WHAT YOU SHOULD DO ->
Start with the first line of the records below. Output each line exactly, ending with the one that contains "positive clicks: (243, 312)".

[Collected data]
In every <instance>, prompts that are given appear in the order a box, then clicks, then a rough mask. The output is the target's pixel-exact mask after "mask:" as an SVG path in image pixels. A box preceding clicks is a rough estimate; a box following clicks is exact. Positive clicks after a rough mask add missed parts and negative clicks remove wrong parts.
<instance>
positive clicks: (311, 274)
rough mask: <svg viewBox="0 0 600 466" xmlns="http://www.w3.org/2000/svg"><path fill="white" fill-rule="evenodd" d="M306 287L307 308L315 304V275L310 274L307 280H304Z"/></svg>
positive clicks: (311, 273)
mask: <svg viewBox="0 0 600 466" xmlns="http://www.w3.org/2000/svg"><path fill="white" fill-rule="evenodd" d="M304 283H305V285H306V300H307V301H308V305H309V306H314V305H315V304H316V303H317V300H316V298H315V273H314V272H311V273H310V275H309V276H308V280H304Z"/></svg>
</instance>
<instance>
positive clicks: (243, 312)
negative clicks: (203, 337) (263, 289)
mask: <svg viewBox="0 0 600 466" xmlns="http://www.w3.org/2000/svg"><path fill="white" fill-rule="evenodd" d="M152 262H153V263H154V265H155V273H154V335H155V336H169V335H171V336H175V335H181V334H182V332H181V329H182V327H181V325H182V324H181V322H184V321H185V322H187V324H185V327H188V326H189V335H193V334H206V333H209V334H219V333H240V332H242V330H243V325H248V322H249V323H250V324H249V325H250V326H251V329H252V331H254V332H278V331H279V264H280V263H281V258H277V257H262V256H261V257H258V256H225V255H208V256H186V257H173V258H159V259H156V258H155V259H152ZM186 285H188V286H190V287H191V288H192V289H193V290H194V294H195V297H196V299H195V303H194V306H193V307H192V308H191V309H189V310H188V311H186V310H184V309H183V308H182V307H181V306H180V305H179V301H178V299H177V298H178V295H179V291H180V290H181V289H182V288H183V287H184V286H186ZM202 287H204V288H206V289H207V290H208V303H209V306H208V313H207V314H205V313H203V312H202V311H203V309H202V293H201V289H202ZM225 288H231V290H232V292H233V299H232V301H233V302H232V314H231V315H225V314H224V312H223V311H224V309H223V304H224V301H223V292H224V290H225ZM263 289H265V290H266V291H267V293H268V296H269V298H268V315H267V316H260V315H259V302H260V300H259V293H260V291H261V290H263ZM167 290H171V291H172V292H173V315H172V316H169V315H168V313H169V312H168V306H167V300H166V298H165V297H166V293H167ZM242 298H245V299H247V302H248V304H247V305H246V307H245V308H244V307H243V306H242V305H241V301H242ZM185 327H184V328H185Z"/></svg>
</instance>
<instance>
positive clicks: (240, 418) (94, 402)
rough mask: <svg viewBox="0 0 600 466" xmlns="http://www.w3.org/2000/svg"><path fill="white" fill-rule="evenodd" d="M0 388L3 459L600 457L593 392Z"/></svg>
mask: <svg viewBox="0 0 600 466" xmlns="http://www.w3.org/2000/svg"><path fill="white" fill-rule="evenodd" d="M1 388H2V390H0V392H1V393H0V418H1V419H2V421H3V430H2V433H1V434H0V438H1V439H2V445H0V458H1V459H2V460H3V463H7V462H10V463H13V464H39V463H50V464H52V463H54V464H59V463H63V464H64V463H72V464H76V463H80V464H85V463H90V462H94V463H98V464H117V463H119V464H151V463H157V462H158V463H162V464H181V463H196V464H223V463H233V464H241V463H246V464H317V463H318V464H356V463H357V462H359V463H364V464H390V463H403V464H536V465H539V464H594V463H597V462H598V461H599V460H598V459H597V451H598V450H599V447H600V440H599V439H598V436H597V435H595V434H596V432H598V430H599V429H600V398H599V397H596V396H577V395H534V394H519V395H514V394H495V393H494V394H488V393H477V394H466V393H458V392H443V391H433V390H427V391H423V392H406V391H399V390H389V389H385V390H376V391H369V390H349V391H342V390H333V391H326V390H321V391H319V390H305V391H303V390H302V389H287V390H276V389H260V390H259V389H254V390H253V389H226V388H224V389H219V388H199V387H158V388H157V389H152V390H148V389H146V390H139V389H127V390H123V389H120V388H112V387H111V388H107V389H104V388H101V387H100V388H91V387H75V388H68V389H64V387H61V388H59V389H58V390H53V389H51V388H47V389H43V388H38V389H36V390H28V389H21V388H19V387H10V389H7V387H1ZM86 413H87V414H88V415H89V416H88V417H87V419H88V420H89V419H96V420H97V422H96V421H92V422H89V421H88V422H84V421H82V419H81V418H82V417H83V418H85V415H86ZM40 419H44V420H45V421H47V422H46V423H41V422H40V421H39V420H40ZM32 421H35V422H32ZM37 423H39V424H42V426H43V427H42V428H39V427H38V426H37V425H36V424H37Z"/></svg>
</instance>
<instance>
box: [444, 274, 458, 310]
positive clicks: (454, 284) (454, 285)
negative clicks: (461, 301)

EXERCISE RESPONSE ->
In every <instance>, prompts that are given appear in the order a box, then clicks, then a rough mask. The output is the target's pixel-exact mask after "mask:" as an SVG path in image pixels. A box preceding clicks is a rough estimate; a box following clicks is exact. Positive clicks after a rough mask add missed parts and negative clicks remove wrong parts.
<instance>
positive clicks: (311, 274)
rough mask: <svg viewBox="0 0 600 466" xmlns="http://www.w3.org/2000/svg"><path fill="white" fill-rule="evenodd" d="M306 287L307 308L315 304V275L310 274L307 280H304Z"/></svg>
positive clicks: (311, 273)
mask: <svg viewBox="0 0 600 466" xmlns="http://www.w3.org/2000/svg"><path fill="white" fill-rule="evenodd" d="M304 283H305V285H306V300H307V301H308V305H309V306H314V305H315V304H316V303H317V300H316V298H315V273H314V272H311V273H310V275H309V276H308V280H304Z"/></svg>
</instance>
<instance>
positive clicks: (243, 312)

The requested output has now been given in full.